Reproduce only the lines that run from the line with "Return one point per instance of the gable" to the last line of the material, both ends included, exactly as they appear.

------------------------

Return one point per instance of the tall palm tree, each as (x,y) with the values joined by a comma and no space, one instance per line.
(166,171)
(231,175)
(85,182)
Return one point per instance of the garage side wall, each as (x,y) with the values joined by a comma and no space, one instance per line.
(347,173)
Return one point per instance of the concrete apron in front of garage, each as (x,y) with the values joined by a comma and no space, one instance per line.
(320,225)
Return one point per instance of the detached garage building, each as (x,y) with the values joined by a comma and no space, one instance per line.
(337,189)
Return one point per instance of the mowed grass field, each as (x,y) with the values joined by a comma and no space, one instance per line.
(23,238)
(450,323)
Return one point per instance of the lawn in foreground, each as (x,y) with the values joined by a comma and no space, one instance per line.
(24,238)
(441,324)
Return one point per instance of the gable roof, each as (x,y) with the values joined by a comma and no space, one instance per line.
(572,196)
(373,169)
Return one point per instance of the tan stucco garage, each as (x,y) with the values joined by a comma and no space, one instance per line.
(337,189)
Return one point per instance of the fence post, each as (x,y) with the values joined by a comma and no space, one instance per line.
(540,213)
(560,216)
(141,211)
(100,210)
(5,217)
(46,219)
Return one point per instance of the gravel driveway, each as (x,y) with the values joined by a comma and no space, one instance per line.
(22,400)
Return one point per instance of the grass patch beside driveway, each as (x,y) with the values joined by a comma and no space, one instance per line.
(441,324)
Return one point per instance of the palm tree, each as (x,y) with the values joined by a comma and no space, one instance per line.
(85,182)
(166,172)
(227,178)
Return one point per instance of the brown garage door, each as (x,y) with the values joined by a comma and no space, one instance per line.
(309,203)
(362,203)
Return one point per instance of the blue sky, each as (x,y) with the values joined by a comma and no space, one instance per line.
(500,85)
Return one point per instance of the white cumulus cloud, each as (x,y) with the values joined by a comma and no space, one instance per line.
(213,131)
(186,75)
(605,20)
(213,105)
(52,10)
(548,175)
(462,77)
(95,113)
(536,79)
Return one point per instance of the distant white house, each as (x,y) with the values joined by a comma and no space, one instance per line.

------------------------

TASK OUTPUT |
Return one point per instance of the gable roof, each as (x,y) with the values joined by a comma and no space, one instance per line.
(572,196)
(373,169)
Return one point per instance of the tan stucco garage, each as (x,y) with the values joined by a comma and no space, one instance per line.
(337,189)
Return one point per instance of the fence post, each as (x,y) with the values joined by a comma and no space, one instance per line.
(540,213)
(560,216)
(141,211)
(100,210)
(5,217)
(46,219)
Return one point per instance of the gravel driveway, each as (x,y) with the values joined by a comma and no space, one instance per line.
(22,400)
Return one point per instance of the grass patch beside driveway, each as (x,y) with the values joined by a comma and no space, one instance per line.
(441,324)
Return one point per instance of the palm tree, each as (x,y) with the values joined by a comma and no space, one instance per line.
(85,182)
(166,172)
(227,178)
Return one point per instance of the brown garage door, each as (x,y) with the values joined by a comma and no space, one instance per line.
(309,203)
(362,203)
Return one point per instance of the blue sky, each as (x,y) with the values joined by a comma and no space, one instance per line.
(500,85)
Return one point per instance of the white cumulus cloud, each as (x,y) with the values joined by a comma and no space, one instance per line.
(213,131)
(186,75)
(605,20)
(213,105)
(52,10)
(548,175)
(462,77)
(95,113)
(536,79)
Return one point per instance of the distant white house, each as (x,y) with the values joined by a comma and no space, one instance per line.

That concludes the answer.